>> start EXCERPT PROVIDED

Rates of Change

Summary

This chapter explores how two quantities change together, a foundational idea for understanding all function types. Students learn about average rate of change, slope, the slope formula, secant lines, and rate of change units. The chapter distinguishes between linear and nonlinear rates of change, introduces concavity from rates, and examines increasing and decreasing rates of change. These concepts prepare students to analyze and compare function behaviors throughout the course.

Concepts Covered

This chapter covers the following 11 concepts from the learning graph:

Change in Tandem
Average Rate of Change
Slope
Slope Formula
Rate of Change Units
Secant Line
Linear Rate of Change
Nonlinear Rate of Change
Concavity from Rates
Increasing Rate of Change
Decreasing Rate of Change

Prerequisites

This chapter builds on concepts from:

Functions in Motion

Prema waving Chapter 2 gave us the vocabulary for describing a single function; this chapter watches functions move. Every real-world model — speed, growth, decay, interest — is really a story about how fast an output changes when the input changes. Let's learn to measure that rate.

Change in Tandem

Whenever two quantities are linked by a function, they change in tandem. The independent variable changes, and the dependent variable responds. A car travels farther as time passes; a balloon's volume grows as more air is pumped in; the temperature of a cup of coffee drops as minutes go by. In each case, one quantity drives the other, and the two move together in a predictable way.

The central question of this chapter is not merely "did the output change?" but "how fast did it change?" Answering that question quantitatively is what separates casual observation ("it got warmer") from useful prediction ("it warmed 2 °C per hour, so by noon it will be 24 °C"). Rates of change are the bridge between raw function values and meaningful statements about the world.

>> end EXCERPT PROVIDED

● **REQUIRED TASK 1**: Reproduce the excerpt on rates of change word for word, from start to finish.
The records have no connection to the excerpt on rates of change.

>> start DATA EXCERPTS

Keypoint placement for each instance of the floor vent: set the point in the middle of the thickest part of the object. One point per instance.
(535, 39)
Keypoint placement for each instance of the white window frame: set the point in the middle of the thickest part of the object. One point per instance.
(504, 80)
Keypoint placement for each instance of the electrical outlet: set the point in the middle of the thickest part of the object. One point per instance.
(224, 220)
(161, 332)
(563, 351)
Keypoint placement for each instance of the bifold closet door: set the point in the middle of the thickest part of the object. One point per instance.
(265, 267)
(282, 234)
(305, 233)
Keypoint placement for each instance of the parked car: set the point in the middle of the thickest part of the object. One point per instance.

>> end DATA EXCERPTS
>> start DATA EXCERPTS

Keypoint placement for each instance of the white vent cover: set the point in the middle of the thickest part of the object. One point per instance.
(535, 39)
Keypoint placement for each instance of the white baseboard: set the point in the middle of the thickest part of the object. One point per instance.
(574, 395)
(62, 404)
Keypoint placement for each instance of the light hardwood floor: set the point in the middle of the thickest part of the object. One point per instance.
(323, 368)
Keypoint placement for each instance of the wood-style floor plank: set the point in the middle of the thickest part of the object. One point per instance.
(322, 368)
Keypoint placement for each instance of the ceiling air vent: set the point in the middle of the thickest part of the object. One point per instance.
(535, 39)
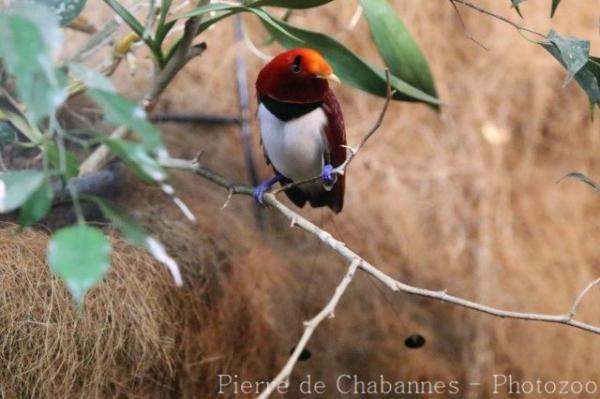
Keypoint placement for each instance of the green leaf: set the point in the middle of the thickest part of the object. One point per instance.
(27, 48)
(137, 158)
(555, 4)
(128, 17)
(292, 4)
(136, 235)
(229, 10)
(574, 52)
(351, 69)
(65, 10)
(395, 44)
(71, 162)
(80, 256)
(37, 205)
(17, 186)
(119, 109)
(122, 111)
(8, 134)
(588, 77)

>> end DATA EXCERPTS

● **REQUIRED TASK 2**: Identify every line of the records that contains the string "white", matching case exactly, and copy each such line.

● **EXERCISE RESPONSE 1**:
Rates of Change

Summary

This chapter explores how two quantities change together, a foundational idea for understanding all function types. Students learn about average rate of change, slope, the slope formula, secant lines, and rate of change units. The chapter distinguishes between linear and nonlinear rates of change, introduces concavity from rates, and examines increasing and decreasing rates of change. These concepts prepare students to analyze and compare function behaviors throughout the course.

Concepts Covered

This chapter covers the following 11 concepts from the learning graph:

Change in Tandem
Average Rate of Change
Slope
Slope Formula
Rate of Change Units
Secant Line
Linear Rate of Change
Nonlinear Rate of Change
Concavity from Rates
Increasing Rate of Change
Decreasing Rate of Change

Prerequisites

This chapter builds on concepts from:

Functions in Motion

Prema waving Chapter 2 gave us the vocabulary for describing a single function; this chapter watches functions move. Every real-world model — speed, growth, decay, interest — is really a story about how fast an output changes when the input changes. Let's learn to measure that rate.

Change in Tandem

Whenever two quantities are linked by a function, they change in tandem. The independent variable changes, and the dependent variable responds. A car travels farther as time passes; a balloon's volume grows as more air is pumped in; the temperature of a cup of coffee drops as minutes go by. In each case, one quantity drives the other, and the two move together in a predictable way.

The central question of this chapter is not merely "did the output change?" but "how fast did it change?" Answering that question quantitatively is what separates casual observation ("it got warmer") from useful prediction ("it warmed 2 °C per hour, so by noon it will be 24 °C"). Rates of change are the bridge between raw function values and meaningful statements about the world.

● **EXERCISE RESPONSE 2**:
Keypoint placement for each instance of the white window frame: set the point in the middle of the thickest part of the object. One point per instance.
Keypoint placement for each instance of the white vent cover: set the point in the middle of the thickest part of the object. One point per instance.
Keypoint placement for each instance of the white baseboard: set the point in the middle of the thickest part of the object. One point per instance.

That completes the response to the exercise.